— begin Record set —

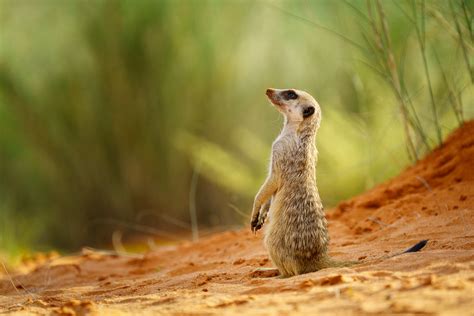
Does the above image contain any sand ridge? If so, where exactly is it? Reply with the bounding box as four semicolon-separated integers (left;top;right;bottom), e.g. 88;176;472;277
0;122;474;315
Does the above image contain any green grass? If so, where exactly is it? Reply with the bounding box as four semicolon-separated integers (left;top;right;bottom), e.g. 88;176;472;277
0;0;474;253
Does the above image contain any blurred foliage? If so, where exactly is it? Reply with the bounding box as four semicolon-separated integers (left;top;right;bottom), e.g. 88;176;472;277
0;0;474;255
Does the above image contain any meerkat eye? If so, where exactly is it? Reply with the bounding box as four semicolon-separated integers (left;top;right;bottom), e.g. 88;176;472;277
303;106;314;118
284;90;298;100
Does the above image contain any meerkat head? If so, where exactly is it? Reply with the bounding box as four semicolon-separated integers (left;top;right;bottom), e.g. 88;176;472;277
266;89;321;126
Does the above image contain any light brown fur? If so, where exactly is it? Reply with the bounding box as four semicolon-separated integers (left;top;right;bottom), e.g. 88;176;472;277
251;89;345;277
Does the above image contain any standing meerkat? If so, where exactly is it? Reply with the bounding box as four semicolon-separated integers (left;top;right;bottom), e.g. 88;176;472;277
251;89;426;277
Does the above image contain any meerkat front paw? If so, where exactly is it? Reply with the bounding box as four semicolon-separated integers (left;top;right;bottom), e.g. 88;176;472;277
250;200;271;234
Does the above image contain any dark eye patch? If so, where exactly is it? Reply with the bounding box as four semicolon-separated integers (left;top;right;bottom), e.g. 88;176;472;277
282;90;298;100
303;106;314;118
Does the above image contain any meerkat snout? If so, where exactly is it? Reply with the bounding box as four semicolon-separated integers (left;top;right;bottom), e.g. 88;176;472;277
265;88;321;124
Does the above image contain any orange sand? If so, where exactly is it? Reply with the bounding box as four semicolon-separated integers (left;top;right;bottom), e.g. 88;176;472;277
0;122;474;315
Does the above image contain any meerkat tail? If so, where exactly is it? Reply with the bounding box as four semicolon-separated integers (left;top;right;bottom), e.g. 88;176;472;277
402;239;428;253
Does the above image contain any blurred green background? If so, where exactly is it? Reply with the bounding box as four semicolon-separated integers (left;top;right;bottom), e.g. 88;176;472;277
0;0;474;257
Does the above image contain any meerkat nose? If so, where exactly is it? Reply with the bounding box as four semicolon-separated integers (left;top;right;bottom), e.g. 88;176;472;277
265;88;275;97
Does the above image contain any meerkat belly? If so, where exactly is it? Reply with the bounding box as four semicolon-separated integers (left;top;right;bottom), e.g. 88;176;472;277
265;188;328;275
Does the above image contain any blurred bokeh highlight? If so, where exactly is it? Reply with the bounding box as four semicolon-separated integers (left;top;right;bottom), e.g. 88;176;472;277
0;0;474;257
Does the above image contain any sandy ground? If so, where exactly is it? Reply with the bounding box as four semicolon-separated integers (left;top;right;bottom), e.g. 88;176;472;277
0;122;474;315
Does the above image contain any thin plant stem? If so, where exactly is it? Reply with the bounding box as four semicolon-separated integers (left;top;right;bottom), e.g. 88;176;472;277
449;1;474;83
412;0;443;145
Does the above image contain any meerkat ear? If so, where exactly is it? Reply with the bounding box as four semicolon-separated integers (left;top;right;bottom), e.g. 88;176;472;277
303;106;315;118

— end Record set —
— begin Record set —

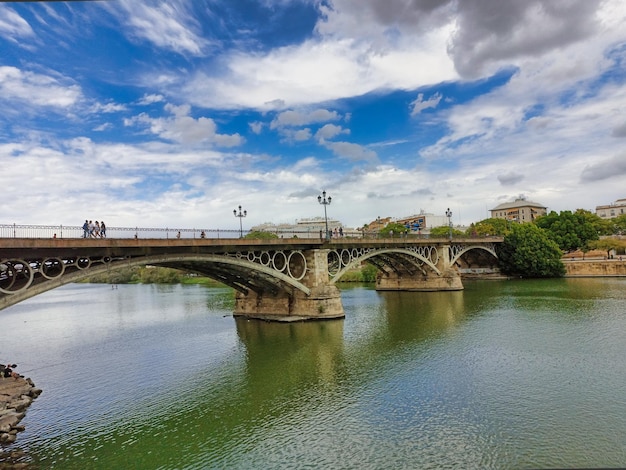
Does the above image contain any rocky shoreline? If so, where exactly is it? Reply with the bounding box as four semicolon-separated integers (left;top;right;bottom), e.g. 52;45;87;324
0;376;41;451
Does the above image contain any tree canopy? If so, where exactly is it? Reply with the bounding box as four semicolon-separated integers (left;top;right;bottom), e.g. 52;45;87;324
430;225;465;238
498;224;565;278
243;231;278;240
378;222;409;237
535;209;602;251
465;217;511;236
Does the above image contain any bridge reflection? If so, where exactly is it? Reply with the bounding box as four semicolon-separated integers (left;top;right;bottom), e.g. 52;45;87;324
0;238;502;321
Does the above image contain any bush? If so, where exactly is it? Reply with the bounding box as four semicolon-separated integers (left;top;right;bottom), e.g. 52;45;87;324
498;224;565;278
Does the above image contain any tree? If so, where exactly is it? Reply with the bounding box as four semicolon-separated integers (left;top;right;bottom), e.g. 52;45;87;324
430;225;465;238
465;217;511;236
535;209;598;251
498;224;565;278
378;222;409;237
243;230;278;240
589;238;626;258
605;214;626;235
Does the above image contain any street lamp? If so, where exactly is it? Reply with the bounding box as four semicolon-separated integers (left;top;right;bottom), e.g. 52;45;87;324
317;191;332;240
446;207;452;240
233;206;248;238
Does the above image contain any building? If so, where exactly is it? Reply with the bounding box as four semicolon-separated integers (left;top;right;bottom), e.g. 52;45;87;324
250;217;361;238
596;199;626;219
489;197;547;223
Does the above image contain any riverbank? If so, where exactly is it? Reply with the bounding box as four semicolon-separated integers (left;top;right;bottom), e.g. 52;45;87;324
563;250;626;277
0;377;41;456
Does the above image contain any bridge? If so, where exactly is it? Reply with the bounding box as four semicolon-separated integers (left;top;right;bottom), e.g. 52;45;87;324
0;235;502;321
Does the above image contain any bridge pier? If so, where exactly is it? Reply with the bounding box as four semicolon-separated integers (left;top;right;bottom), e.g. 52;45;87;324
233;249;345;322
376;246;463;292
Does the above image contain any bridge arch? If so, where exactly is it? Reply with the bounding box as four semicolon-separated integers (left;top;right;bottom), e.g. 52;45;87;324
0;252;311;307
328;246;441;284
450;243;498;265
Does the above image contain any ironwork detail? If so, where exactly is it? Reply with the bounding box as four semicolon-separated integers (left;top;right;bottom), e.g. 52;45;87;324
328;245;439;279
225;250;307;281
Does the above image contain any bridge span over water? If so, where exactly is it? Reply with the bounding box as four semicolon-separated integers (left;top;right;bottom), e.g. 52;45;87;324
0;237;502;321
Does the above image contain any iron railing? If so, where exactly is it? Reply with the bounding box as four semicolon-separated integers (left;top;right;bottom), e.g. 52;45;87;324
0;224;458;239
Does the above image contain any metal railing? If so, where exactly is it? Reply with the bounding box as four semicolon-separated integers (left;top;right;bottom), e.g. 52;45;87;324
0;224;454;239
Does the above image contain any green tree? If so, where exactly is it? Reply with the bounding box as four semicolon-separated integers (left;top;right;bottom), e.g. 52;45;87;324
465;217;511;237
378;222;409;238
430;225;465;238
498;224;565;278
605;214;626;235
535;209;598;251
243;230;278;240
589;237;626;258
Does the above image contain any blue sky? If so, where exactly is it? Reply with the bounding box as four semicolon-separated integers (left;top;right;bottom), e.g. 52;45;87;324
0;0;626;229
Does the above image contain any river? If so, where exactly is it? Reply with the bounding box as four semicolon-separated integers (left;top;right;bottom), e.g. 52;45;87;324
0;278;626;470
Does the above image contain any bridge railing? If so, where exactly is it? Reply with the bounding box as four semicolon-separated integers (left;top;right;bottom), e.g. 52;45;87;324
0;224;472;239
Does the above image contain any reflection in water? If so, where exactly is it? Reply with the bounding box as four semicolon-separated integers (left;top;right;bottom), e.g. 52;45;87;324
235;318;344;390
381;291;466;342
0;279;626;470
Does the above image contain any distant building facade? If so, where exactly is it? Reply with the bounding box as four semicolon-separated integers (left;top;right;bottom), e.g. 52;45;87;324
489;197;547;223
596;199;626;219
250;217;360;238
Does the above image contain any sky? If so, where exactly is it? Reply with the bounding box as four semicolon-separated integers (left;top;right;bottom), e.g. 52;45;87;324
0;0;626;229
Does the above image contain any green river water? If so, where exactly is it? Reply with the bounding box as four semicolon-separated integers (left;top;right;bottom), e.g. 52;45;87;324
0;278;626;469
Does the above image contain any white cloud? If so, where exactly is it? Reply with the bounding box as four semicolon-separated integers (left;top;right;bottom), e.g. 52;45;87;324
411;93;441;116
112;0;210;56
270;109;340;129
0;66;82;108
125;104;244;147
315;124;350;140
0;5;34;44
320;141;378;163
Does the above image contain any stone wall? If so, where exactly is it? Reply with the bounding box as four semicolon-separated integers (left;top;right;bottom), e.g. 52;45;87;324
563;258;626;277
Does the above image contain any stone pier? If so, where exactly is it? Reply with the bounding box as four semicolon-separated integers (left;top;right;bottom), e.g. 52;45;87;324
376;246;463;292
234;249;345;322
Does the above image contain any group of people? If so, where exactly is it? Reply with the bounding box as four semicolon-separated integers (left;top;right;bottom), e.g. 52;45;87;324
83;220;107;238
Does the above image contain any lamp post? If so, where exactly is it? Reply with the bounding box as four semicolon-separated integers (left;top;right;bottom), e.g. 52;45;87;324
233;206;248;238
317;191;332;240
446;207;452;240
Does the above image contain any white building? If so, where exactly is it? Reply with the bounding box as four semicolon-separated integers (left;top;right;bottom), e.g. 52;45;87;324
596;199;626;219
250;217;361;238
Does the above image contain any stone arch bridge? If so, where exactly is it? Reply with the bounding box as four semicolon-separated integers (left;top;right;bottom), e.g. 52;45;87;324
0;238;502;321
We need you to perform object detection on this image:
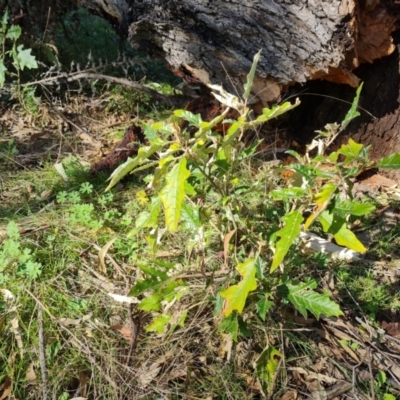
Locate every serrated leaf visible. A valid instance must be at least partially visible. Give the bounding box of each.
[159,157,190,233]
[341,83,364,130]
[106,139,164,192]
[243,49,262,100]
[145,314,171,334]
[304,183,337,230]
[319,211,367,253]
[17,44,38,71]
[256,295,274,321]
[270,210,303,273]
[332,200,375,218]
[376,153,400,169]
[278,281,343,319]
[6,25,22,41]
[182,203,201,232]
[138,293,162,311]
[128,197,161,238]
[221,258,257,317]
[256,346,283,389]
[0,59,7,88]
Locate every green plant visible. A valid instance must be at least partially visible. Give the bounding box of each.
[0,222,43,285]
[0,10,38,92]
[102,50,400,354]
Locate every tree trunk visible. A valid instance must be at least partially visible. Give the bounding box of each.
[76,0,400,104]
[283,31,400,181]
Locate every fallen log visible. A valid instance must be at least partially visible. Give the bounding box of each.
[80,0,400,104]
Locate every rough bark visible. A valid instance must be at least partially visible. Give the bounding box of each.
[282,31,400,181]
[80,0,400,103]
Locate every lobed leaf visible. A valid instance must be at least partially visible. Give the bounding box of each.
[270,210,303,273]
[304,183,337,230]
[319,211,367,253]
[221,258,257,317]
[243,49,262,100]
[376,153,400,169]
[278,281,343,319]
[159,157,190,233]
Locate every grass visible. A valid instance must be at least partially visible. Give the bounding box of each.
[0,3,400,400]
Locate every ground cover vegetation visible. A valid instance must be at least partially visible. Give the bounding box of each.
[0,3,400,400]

— end Record set —
— begin Record set —

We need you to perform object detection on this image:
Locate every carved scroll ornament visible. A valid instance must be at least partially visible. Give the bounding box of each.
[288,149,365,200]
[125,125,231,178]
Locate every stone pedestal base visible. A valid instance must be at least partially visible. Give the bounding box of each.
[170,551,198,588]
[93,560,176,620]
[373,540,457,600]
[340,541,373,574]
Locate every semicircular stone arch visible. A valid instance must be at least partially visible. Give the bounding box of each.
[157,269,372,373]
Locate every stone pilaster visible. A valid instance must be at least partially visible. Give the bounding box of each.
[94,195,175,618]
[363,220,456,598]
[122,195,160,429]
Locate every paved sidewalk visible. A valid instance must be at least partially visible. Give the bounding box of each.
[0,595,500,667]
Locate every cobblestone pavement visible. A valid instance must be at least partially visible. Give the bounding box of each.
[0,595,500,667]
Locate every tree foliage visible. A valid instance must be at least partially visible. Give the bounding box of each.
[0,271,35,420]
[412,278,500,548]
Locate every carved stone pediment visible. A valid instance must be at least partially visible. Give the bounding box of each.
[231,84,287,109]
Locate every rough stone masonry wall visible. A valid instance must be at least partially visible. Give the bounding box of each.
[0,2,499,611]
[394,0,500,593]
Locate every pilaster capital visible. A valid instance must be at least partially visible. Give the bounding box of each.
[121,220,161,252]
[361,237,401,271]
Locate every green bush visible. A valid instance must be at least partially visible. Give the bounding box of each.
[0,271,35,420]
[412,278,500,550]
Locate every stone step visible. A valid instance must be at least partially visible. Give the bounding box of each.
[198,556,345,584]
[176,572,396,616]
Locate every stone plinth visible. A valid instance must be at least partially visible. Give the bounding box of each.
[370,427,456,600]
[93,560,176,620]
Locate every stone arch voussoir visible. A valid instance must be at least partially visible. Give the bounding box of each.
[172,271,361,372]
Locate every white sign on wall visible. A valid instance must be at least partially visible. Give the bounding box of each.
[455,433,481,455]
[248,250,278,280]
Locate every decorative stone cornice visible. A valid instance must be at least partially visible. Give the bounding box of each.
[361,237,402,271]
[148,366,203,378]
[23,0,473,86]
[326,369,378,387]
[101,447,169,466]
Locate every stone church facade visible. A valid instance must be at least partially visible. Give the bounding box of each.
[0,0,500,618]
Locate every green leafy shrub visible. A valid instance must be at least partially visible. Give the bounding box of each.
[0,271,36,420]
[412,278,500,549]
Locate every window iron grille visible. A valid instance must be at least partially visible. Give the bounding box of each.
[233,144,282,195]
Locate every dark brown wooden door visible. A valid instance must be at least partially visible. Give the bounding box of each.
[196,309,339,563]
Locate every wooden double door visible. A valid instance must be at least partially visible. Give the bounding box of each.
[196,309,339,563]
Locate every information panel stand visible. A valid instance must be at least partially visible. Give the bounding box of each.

— end Record set —

_Exercise requirements:_
Copy out, word for word, everything in the items above from the line containing "Does the above image contain any sky?" down to the line containing "0;278;626;469", including both of those lines.

_Written solution:_
Does the above image contain any sky? If so, where exactly is it? Reply with the bounding box as four semicolon-separated integers (left;top;right;bottom), e.g. 52;45;87;324
0;0;626;229
Does the above image contain any green river water? If so, where exactly is it? Reply with the bounding box as four semicolon-separated integers (left;top;right;bottom), e.g. 52;45;87;324
0;278;626;469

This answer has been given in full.